EXERCISE REQUIREMENTS
Please return the full listing below without altering anything.

RECORDS

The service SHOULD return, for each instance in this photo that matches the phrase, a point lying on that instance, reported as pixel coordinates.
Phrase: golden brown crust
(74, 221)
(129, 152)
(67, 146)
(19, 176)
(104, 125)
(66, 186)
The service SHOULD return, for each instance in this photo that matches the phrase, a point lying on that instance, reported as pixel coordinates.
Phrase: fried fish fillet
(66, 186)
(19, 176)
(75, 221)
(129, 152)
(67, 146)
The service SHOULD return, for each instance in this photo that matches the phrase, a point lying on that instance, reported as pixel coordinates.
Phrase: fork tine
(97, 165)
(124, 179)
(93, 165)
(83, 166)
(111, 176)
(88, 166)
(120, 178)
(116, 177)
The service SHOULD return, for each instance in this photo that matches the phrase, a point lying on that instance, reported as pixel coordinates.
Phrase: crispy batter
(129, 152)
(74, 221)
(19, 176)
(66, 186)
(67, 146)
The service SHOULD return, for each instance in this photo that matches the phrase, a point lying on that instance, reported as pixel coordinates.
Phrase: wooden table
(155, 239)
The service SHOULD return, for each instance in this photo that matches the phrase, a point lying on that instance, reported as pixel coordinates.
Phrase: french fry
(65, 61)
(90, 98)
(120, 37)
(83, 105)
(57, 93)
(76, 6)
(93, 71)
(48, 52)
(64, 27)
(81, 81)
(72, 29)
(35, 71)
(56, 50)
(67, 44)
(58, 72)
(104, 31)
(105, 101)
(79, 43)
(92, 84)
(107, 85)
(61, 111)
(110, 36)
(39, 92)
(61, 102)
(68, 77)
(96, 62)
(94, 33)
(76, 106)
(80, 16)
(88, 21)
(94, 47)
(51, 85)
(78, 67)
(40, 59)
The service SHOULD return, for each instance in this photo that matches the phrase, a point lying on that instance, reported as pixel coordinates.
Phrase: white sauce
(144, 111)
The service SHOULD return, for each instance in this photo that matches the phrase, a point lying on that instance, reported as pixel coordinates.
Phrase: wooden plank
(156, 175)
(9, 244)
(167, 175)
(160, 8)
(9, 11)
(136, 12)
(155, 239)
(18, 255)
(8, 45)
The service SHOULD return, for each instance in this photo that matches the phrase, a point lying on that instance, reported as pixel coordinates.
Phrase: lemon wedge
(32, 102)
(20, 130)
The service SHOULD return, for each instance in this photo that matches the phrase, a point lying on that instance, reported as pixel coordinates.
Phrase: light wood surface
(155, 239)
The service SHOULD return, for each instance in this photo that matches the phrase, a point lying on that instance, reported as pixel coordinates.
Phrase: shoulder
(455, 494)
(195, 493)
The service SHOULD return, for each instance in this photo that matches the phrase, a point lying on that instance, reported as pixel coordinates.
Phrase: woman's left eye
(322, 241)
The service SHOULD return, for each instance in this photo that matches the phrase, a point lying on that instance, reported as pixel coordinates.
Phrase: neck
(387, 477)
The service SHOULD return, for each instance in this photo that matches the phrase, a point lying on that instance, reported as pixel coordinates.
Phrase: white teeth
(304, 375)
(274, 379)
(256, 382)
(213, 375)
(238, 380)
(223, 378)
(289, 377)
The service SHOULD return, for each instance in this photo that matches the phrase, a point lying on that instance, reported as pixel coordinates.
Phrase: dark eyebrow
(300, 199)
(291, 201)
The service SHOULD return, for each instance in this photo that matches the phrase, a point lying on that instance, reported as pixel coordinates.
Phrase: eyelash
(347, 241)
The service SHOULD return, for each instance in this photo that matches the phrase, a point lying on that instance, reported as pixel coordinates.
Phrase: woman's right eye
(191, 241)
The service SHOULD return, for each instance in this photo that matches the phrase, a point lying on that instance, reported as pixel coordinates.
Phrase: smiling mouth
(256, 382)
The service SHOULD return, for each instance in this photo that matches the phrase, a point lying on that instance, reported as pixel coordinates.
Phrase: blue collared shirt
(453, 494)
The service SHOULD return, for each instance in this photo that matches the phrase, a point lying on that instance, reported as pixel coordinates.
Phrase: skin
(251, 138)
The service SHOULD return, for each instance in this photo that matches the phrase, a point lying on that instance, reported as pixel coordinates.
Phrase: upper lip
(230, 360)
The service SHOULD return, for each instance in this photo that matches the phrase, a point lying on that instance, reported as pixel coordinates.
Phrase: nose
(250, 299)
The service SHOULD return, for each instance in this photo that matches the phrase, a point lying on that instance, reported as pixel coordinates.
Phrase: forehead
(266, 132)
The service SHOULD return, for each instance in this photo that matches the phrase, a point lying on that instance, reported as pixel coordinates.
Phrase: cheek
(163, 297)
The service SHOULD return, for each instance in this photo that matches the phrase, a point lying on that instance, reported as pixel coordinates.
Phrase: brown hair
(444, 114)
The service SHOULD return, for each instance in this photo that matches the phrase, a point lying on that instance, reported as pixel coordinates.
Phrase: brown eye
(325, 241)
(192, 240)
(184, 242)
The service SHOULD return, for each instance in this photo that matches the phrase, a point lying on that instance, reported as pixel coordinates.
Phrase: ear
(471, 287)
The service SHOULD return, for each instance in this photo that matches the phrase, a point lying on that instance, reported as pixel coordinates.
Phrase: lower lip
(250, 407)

SOLUTION TO THE EXERCISE
The service SHOULD return, for each instance in this photo that matches the phrase, a point lying on that instance, reported as pixel coordinates.
Phrase: golden brown crust
(74, 221)
(129, 152)
(67, 146)
(19, 176)
(104, 125)
(66, 186)
The service SHOULD return, for each instance in this photo that matches the phrase, a point lying on that instance, reported as pixel coordinates.
Phrase: fried fish fillet
(66, 186)
(19, 176)
(75, 221)
(129, 152)
(67, 146)
The service SHOULD return, for each instance in this photo that matches the phrase, a point lying on that instance, reported as pixel coordinates.
Phrase: fork tine
(97, 165)
(124, 179)
(93, 165)
(83, 166)
(111, 176)
(88, 166)
(120, 178)
(116, 177)
The service SHOULD return, for each instance in this photo that matches the phrase, a point lying on that instance, reported as pixel coordinates.
Phrase: crispy batter
(129, 152)
(74, 221)
(19, 176)
(66, 186)
(67, 146)
The service SHOULD return, for each instance in this photo that matches the phrase, a point lying on that instance, reported as pixel coordinates.
Phrase: wooden table
(155, 239)
The service SHOULD return, for each instance in this photo that matches the phrase, a point lying on that instance, reported as pixel coordinates.
Phrase: french fry
(65, 61)
(90, 98)
(120, 37)
(83, 105)
(57, 93)
(76, 6)
(93, 71)
(48, 52)
(64, 27)
(81, 81)
(72, 29)
(35, 71)
(56, 50)
(67, 44)
(58, 72)
(104, 31)
(105, 101)
(79, 43)
(92, 84)
(107, 85)
(61, 111)
(110, 36)
(39, 92)
(61, 102)
(68, 77)
(96, 62)
(94, 33)
(76, 106)
(80, 16)
(88, 21)
(94, 47)
(51, 85)
(78, 67)
(40, 59)
The service SHOULD return, for each instance in this photo that matches the phrase, a point lying on that instance, reported as pixel coordinates.
Phrase: white sauce
(144, 111)
The service SHOULD return, for each instance in this photo that matches the phrase, a point lying on that instance, reported as pixel coordinates.
Phrase: wooden plank
(156, 175)
(9, 244)
(167, 175)
(160, 8)
(9, 11)
(136, 12)
(155, 239)
(18, 255)
(8, 45)
The service SHOULD return, for each instance in this photo that matches the phrase, a point lying on that instance, reported as pixel coordinates.
Phrase: lemon wedge
(32, 102)
(20, 130)
The service SHOULD return, for each instance in this photo that matches the phrase, a point lying on that instance, reported as pixel coordinates.
Phrase: light wood surface
(155, 239)
The service SHOULD return, for each instance in this photo that matches the phrase, a point lying on that instance, reported as pixel coordinates.
Phrase: shoulder
(455, 494)
(195, 493)
The service SHOULD return, for each instance in this photo that matches the phrase, a point lying on that instance, reported as pixel coordinates.
Phrase: woman's left eye
(322, 241)
The service SHOULD return, for each instance in this photo that matches the phrase, a point lying on that instance, reported as pixel coordinates.
Phrase: neck
(387, 477)
The service SHOULD return, for each instance in this photo that matches the phrase, a point lying on that instance, reported as pixel coordinates.
Phrase: white teeth
(304, 375)
(274, 379)
(256, 382)
(213, 375)
(238, 380)
(223, 378)
(289, 377)
The service SHOULD return, for each instance in this photo that matches the phrase, a point lying on that instance, reported as pixel coordinates.
Phrase: dark eyebrow
(300, 199)
(291, 201)
The service SHOULD return, for each instance in this photo that matches the phrase, a point lying on that instance, reported as pixel coordinates.
Phrase: eyelash
(347, 241)
The service SHOULD return, for each instance in this photo that matches the phrase, a point lying on that instance, reported as pixel coordinates.
Phrase: woman's right eye
(191, 241)
The service SHOULD return, for each instance in this photo that matches the phrase, a point lying on that instance, reported as pixel coordinates.
Phrase: smiling mouth
(256, 382)
The service SHOULD return, for each instance in this photo that matches the phrase, a point lying on that instance, reported as pixel coordinates.
Phrase: blue collared shirt
(453, 494)
The service SHOULD return, for each instance in this photo that matches the phrase, a point lying on that instance, reported as pixel coordinates.
Phrase: skin
(251, 138)
The service SHOULD return, for each instance in this photo that matches the phrase, a point lying on that instance, reported as pixel coordinates.
Phrase: upper lip
(230, 360)
The service SHOULD return, for each instance in this photo that matches the phrase, a point lying on that instance, reported as pixel coordinates.
Phrase: nose
(250, 299)
The service SHOULD return, for each instance in this photo that matches the phrase, a point lying on that instance, reported as pixel coordinates.
Phrase: forehead
(266, 132)
The service SHOULD return, for each instance in this photo that matches the phrase, a point lying on that instance, reported as pixel coordinates.
Phrase: cheek
(163, 297)
The service SHOULD return, for each instance in this photo that matches the phrase, a point lying on that instance, reported as pixel coordinates.
Phrase: brown hair
(444, 114)
The service SHOULD return, for each instance in this photo that matches the phrase, a point lying on that instance, reported as pixel coordinates.
Phrase: brown eye
(325, 241)
(192, 240)
(184, 242)
The service SHOULD return, for each instance in this photo that matches the phrase, a point lying on that instance, reported as pixel coordinates.
Phrase: ear
(471, 287)
The service SHOULD return, for each instance in this photo that matches the phrase, a point lying on that instance, reported as pixel coordinates.
Phrase: lower lip
(250, 407)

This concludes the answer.